Can you rewrite the listing below with every "white ffp2 face mask" changed to "blue surgical mask" and nothing else altered? Leave the pictures out of your version.

— START —

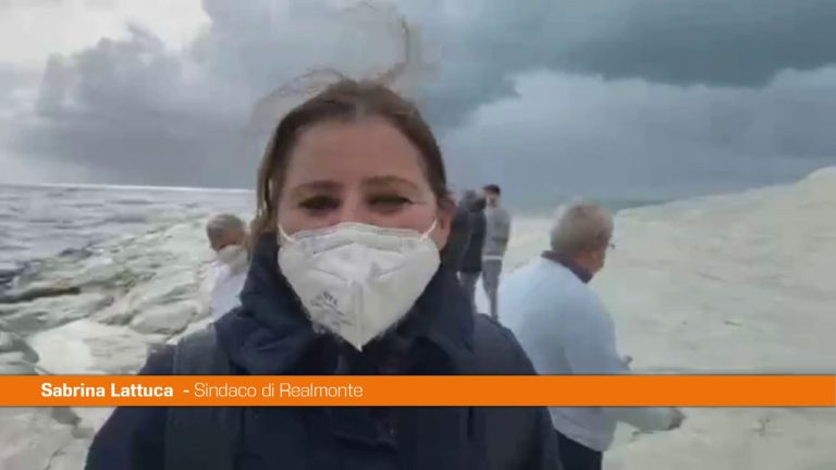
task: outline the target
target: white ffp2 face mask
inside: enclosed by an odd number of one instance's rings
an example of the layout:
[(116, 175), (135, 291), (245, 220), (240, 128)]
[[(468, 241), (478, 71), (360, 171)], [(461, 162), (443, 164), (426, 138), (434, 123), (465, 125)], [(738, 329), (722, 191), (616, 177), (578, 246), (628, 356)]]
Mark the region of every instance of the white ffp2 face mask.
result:
[(315, 325), (362, 349), (406, 316), (439, 269), (434, 227), (344, 223), (293, 236), (280, 227), (279, 267)]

— END —

ANSWER TO THIS PROBLEM:
task: outline the target
target: blue surgical mask
inside: enclosed by an odd number of one instance's rings
an example of the layout:
[(116, 175), (135, 291), (245, 220), (240, 128)]
[[(468, 241), (478, 71), (360, 171)], [(461, 162), (443, 164), (426, 138), (434, 123), (465, 125)], [(738, 329), (722, 191), (616, 177), (578, 246), (628, 356)]]
Mark the region of every instance of the blue surgical mask.
result:
[(315, 325), (362, 349), (406, 316), (439, 269), (434, 227), (344, 223), (293, 236), (280, 227), (279, 267)]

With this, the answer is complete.